» Aim of the task
Your answer must hold only the lines below from the line containing "Query: white window frame" through the line containing "Query: stone house", each reproduced exactly.

» Records for the exercise
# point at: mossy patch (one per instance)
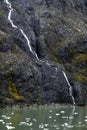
(13, 91)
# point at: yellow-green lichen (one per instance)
(80, 77)
(13, 91)
(80, 58)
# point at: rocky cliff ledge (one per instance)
(57, 30)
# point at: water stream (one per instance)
(30, 48)
(70, 87)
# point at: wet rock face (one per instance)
(57, 31)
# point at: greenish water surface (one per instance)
(52, 117)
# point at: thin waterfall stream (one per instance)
(30, 48)
(21, 30)
(70, 88)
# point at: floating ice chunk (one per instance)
(62, 112)
(10, 127)
(57, 114)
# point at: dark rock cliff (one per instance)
(57, 30)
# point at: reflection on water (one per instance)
(53, 117)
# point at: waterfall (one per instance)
(30, 48)
(21, 30)
(70, 87)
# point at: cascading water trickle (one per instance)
(21, 30)
(30, 48)
(70, 87)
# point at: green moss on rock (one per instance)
(13, 91)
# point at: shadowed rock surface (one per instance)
(57, 30)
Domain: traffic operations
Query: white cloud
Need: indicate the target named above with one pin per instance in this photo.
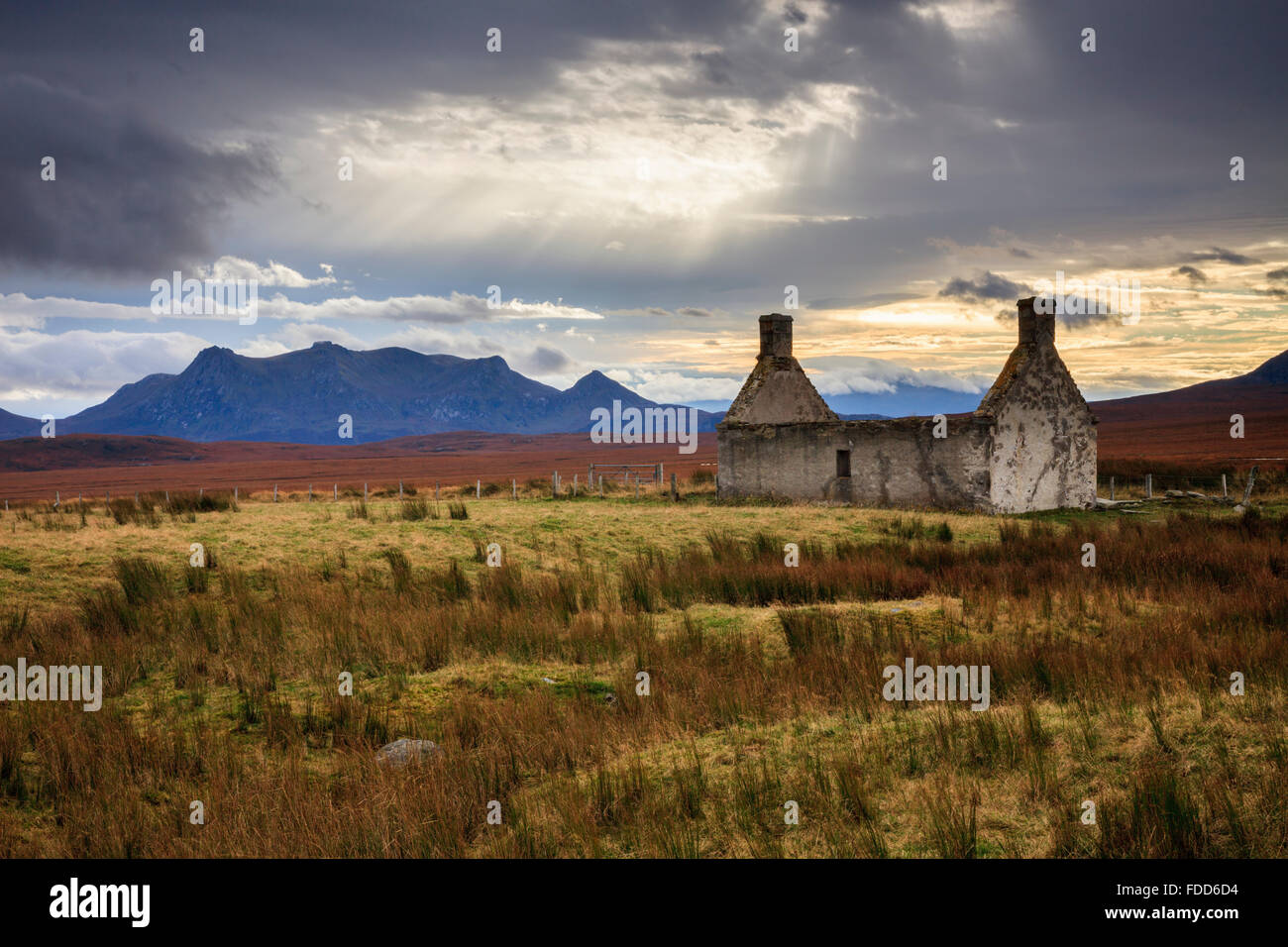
(82, 364)
(271, 274)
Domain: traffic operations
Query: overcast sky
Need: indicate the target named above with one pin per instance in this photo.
(642, 180)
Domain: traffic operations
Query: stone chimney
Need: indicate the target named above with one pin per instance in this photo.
(776, 337)
(1037, 329)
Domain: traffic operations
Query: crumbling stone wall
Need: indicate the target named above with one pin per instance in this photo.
(892, 463)
(1030, 445)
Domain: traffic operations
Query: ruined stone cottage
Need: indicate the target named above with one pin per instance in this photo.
(1030, 445)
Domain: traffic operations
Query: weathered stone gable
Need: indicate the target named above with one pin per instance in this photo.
(778, 390)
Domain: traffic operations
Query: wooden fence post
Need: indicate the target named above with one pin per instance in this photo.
(1252, 478)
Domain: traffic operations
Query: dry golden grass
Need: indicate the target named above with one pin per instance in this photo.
(1108, 684)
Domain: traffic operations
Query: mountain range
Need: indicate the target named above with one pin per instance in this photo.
(297, 397)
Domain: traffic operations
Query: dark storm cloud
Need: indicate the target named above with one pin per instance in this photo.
(984, 286)
(1001, 99)
(1222, 256)
(128, 196)
(715, 67)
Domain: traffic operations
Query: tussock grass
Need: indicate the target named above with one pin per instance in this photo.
(1108, 684)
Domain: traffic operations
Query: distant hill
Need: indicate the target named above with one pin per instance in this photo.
(394, 393)
(1194, 421)
(17, 425)
(297, 397)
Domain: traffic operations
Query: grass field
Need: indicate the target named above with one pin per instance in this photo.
(1108, 684)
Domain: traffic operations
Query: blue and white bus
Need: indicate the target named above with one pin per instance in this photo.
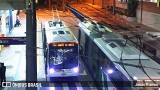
(115, 64)
(61, 50)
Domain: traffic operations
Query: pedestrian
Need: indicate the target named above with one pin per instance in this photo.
(3, 72)
(17, 19)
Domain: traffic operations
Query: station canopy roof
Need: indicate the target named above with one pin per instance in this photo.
(13, 4)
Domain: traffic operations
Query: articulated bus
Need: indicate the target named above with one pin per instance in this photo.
(61, 50)
(114, 63)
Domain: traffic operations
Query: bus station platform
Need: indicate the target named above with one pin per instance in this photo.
(118, 23)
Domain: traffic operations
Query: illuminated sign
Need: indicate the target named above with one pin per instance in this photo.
(12, 40)
(35, 1)
(62, 44)
(158, 1)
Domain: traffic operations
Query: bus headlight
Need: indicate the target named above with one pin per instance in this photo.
(109, 71)
(76, 69)
(51, 70)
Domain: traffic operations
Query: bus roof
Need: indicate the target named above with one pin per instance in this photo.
(112, 47)
(58, 31)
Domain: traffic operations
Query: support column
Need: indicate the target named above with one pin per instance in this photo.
(31, 53)
(114, 6)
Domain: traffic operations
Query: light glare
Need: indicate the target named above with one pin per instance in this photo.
(51, 70)
(76, 69)
(110, 71)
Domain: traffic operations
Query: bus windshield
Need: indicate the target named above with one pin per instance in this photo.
(63, 58)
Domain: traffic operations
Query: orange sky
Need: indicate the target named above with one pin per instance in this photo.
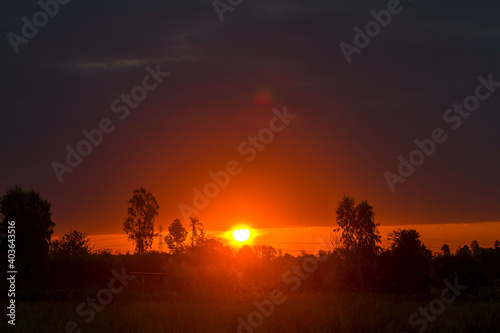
(292, 240)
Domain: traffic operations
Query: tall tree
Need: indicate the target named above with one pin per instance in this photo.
(176, 237)
(73, 243)
(139, 223)
(32, 218)
(359, 232)
(358, 240)
(196, 226)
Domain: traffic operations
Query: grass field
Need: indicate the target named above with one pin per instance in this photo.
(335, 312)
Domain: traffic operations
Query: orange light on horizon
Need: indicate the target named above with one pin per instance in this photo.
(241, 235)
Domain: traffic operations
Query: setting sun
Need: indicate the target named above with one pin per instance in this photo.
(241, 235)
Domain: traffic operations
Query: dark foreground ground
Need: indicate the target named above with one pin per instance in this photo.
(472, 311)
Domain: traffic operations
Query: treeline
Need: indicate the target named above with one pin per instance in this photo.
(352, 259)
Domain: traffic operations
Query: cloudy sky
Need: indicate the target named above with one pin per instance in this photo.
(353, 120)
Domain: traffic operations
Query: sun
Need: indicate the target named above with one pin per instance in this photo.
(241, 235)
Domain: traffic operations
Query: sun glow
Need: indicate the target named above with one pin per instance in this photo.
(241, 235)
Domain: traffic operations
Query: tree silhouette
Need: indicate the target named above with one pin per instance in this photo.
(476, 249)
(33, 228)
(139, 223)
(196, 226)
(176, 237)
(407, 242)
(73, 243)
(358, 240)
(359, 232)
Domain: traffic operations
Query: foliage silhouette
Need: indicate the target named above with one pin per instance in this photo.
(139, 223)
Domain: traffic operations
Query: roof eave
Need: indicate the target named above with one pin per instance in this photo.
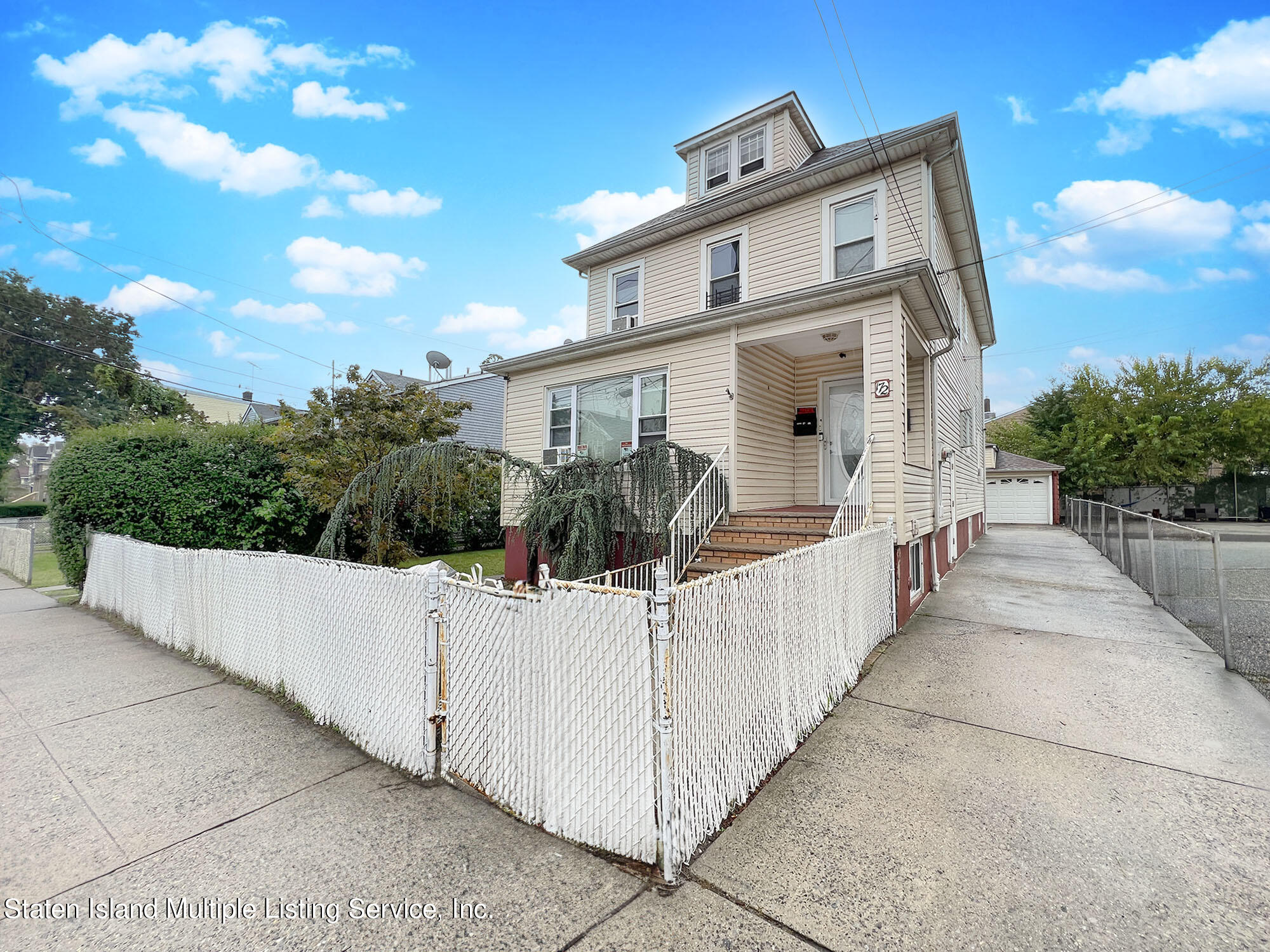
(705, 213)
(902, 277)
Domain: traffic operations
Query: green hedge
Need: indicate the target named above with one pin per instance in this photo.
(22, 511)
(191, 487)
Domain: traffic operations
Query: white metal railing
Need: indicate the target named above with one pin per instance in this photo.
(702, 511)
(857, 507)
(638, 578)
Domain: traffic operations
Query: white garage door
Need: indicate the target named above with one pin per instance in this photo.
(1019, 498)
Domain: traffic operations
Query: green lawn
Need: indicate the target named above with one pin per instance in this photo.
(491, 560)
(46, 572)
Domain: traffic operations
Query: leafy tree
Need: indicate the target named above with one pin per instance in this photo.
(341, 436)
(175, 486)
(50, 383)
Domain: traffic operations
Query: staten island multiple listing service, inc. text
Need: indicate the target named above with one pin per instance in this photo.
(222, 911)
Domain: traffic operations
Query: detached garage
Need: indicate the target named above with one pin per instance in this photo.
(1020, 489)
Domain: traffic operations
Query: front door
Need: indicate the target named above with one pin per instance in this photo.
(843, 435)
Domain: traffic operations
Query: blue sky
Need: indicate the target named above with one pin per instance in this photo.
(364, 185)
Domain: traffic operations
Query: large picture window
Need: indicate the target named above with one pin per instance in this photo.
(606, 420)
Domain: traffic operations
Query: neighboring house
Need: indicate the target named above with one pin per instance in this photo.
(479, 427)
(223, 409)
(32, 466)
(843, 281)
(1022, 489)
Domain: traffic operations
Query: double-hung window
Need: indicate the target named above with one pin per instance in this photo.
(854, 243)
(725, 265)
(719, 166)
(752, 152)
(627, 300)
(606, 420)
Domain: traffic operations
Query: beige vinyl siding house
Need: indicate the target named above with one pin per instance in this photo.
(839, 281)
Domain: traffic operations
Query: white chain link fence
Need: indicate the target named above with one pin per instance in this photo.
(628, 722)
(759, 657)
(17, 553)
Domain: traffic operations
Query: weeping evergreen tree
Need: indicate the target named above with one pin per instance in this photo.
(575, 512)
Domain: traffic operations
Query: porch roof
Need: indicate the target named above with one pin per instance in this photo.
(916, 282)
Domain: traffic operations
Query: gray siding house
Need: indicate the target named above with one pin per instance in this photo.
(479, 427)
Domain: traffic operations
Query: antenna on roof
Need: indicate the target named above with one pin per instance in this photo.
(438, 362)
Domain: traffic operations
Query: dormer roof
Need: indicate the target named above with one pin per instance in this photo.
(791, 101)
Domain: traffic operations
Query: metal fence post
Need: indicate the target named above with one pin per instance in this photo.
(661, 620)
(432, 664)
(1221, 600)
(1151, 550)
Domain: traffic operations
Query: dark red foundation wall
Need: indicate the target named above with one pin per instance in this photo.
(907, 604)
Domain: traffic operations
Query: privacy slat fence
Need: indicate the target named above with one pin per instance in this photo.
(629, 722)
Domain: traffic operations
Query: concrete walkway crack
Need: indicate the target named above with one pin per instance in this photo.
(604, 920)
(742, 904)
(196, 836)
(1061, 744)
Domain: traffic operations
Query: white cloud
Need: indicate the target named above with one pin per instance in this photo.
(1019, 112)
(309, 101)
(1136, 221)
(570, 324)
(1257, 211)
(60, 258)
(1250, 347)
(322, 208)
(1255, 238)
(30, 191)
(344, 181)
(327, 267)
(609, 214)
(406, 204)
(1224, 86)
(482, 318)
(1122, 142)
(298, 314)
(137, 300)
(1217, 275)
(213, 157)
(225, 346)
(104, 152)
(237, 60)
(164, 371)
(1084, 275)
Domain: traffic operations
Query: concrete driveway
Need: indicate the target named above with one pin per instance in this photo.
(1041, 761)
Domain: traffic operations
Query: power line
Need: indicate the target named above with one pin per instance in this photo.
(1079, 230)
(882, 140)
(134, 281)
(258, 291)
(101, 336)
(895, 183)
(125, 370)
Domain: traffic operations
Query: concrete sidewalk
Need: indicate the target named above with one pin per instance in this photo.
(1042, 760)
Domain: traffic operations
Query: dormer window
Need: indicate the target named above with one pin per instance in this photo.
(754, 152)
(718, 166)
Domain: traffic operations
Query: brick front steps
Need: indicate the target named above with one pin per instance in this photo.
(752, 536)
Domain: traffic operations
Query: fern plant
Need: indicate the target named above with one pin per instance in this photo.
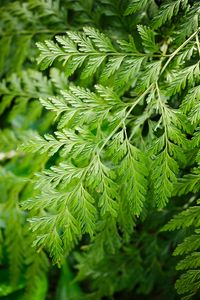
(112, 128)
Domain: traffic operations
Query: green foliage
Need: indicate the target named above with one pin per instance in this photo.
(100, 147)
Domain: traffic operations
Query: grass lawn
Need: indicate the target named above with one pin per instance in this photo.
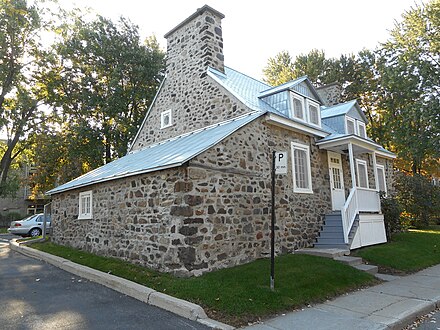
(407, 252)
(240, 294)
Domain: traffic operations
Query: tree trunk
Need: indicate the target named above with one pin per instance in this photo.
(6, 161)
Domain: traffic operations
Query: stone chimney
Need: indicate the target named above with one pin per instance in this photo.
(196, 44)
(330, 94)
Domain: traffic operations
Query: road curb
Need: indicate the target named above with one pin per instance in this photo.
(149, 296)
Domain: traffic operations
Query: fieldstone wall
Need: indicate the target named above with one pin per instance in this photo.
(210, 214)
(196, 101)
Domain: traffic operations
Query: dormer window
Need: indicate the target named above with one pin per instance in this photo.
(361, 130)
(166, 119)
(355, 127)
(313, 112)
(298, 107)
(350, 126)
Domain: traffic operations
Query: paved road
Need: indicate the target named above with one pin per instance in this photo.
(36, 295)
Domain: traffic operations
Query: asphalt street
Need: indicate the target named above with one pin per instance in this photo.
(36, 295)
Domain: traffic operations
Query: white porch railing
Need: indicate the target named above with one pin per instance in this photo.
(359, 200)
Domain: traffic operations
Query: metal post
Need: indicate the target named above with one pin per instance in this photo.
(44, 221)
(272, 237)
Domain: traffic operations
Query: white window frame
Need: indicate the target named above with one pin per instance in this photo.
(349, 119)
(308, 104)
(163, 115)
(85, 214)
(363, 162)
(301, 99)
(306, 148)
(382, 168)
(360, 123)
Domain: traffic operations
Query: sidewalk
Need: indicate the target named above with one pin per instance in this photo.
(390, 305)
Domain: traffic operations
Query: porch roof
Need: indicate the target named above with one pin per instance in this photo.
(339, 143)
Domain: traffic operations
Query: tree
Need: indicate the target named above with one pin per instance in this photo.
(21, 57)
(101, 83)
(411, 83)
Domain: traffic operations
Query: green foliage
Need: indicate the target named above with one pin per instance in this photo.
(391, 211)
(21, 59)
(101, 82)
(406, 252)
(419, 198)
(240, 294)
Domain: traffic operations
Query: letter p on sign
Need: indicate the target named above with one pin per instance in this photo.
(281, 163)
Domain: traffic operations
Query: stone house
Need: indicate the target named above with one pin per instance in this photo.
(193, 194)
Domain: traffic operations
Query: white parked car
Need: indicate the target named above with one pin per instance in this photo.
(31, 226)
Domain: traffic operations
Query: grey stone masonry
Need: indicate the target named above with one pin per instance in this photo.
(194, 99)
(210, 214)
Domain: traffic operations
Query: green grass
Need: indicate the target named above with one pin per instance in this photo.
(239, 294)
(407, 252)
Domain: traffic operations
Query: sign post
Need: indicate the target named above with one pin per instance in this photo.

» Answer section
Query: white window frame
Need: indicate the target named above with one pin per instance in this photo.
(349, 119)
(308, 104)
(163, 115)
(85, 214)
(363, 162)
(301, 99)
(306, 148)
(382, 168)
(360, 123)
Domain: traffic operations
Query: sidewalk
Need: indicate the target named above with one pin per instance in this photo.
(390, 305)
Domain: traffic operations
Query: porch roof
Need: indicate the target named above with one pin per instance in this photo.
(339, 143)
Domain: traffic operations
Query: tree
Need: indicate the target named above with one pin per instance in this photo.
(21, 57)
(101, 83)
(411, 83)
Domain: traffic operations
Query: green foliage
Need: indicate the target named above with one pin per instance in this photo.
(391, 211)
(21, 59)
(101, 82)
(406, 252)
(419, 198)
(240, 294)
Domain: traffic operations
Query: letter p on sign
Need: indicate the target named above with one pin per instance in this photo.
(281, 163)
Domain: traffic operations
Query: stone house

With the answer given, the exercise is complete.